| Directions for this task |
In the entries below, start at the line that has "Spot the wooden bar table." and stop after the line that has "509,101,536,158". Write out only those lines as a JSON list of strings, one string per line, with blank lines left out.

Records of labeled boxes
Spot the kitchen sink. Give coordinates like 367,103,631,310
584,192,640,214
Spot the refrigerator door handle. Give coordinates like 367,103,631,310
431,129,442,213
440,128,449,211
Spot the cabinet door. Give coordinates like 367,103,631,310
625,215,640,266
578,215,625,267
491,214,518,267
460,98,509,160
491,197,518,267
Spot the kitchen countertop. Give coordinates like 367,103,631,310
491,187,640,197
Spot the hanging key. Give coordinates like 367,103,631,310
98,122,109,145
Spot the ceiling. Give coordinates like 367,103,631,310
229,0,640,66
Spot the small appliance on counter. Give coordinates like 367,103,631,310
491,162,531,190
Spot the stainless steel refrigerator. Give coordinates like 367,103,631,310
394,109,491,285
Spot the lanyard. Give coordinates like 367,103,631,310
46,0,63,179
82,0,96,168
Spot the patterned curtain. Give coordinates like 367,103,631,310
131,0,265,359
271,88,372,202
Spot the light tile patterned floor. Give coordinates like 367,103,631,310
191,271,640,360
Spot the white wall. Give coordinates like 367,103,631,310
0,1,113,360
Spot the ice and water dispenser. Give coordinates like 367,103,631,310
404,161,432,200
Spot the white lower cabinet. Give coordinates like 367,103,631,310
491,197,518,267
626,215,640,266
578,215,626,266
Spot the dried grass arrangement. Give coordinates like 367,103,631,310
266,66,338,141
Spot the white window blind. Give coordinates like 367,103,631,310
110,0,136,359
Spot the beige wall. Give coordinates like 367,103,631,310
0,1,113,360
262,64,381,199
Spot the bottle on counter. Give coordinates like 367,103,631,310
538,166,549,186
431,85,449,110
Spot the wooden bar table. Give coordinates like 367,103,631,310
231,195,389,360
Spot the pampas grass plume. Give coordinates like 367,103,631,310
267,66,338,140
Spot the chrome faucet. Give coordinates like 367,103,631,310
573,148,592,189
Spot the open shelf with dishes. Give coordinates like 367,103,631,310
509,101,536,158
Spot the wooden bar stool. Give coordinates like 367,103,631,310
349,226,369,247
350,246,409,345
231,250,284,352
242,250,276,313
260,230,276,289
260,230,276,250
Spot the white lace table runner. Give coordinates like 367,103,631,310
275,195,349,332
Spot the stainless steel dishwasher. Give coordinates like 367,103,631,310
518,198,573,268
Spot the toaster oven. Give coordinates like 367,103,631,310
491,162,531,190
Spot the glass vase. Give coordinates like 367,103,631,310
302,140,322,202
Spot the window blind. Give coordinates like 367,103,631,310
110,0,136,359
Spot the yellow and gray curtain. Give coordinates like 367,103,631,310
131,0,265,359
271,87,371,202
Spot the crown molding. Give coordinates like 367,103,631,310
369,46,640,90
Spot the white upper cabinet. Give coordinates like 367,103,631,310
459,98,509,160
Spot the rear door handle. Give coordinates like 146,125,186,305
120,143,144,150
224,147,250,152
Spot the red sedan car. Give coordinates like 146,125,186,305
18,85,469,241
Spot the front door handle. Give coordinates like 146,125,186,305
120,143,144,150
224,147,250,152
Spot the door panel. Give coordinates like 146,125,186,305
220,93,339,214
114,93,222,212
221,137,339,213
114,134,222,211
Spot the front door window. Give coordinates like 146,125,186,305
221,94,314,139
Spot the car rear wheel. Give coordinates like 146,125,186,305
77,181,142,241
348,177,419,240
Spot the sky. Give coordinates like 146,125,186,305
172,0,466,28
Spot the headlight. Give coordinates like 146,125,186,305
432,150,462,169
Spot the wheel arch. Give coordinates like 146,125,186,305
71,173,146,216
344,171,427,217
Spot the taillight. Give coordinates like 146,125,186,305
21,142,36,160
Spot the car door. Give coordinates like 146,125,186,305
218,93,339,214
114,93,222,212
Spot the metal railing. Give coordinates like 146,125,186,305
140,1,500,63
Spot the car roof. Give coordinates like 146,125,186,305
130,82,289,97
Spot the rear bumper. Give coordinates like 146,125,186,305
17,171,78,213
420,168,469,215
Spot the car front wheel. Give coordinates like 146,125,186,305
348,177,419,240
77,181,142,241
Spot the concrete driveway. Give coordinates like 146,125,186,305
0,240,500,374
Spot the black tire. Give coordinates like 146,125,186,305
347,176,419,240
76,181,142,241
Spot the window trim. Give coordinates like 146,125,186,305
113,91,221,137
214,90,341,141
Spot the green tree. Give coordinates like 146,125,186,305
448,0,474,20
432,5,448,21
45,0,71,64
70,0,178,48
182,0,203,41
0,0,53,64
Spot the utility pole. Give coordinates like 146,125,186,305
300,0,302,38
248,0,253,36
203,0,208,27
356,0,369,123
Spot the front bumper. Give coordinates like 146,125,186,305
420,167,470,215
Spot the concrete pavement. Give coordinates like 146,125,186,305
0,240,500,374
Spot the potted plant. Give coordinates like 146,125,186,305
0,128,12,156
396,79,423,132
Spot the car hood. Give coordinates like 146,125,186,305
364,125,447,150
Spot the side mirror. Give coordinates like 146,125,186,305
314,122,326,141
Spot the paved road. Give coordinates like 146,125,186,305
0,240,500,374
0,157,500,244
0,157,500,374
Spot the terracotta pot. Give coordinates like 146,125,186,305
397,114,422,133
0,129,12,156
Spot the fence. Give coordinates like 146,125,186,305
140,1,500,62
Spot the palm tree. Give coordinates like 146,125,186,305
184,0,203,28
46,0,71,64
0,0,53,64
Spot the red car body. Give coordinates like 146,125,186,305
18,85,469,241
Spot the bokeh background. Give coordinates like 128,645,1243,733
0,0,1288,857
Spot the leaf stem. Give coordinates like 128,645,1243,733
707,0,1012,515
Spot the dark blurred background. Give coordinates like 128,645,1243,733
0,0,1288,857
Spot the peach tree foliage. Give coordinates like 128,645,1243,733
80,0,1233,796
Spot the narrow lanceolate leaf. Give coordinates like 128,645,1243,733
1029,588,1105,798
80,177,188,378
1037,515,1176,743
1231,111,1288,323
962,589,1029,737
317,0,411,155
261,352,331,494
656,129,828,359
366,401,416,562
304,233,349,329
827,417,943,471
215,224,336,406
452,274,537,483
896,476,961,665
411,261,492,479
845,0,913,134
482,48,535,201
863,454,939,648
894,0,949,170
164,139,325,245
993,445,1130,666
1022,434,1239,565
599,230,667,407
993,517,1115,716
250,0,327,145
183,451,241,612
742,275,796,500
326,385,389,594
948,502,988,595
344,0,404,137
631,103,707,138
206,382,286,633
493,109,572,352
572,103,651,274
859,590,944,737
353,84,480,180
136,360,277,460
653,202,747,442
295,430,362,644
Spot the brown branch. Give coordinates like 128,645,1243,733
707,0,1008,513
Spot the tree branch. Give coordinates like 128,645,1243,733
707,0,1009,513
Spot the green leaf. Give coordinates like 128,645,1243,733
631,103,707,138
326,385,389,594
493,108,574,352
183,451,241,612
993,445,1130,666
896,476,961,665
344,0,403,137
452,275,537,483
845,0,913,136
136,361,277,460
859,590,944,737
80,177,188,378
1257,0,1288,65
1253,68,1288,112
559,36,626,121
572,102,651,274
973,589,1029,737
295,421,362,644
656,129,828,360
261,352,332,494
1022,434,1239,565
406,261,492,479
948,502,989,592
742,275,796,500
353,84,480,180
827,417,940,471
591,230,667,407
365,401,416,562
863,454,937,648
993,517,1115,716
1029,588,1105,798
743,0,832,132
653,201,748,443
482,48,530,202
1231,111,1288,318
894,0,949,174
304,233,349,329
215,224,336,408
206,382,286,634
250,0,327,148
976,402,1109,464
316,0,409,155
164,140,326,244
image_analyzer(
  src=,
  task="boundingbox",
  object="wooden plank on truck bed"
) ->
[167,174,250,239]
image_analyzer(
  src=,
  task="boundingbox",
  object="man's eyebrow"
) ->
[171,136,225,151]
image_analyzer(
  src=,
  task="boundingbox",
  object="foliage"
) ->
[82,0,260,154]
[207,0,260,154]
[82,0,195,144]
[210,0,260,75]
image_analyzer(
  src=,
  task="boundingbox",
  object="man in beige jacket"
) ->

| Correct result |
[
  "Spot the wooden bar table. Give coordinates like 367,103,631,310",
  "231,195,389,360",
  "Spot the pampas grass plume. Give coordinates like 367,103,631,310",
  "267,66,338,140",
  "Spot the chrome faucet. Give coordinates like 367,103,631,310",
  "573,148,592,189",
  "Spot the open shelf with dishes. Give coordinates like 367,103,631,310",
  "509,101,536,158"
]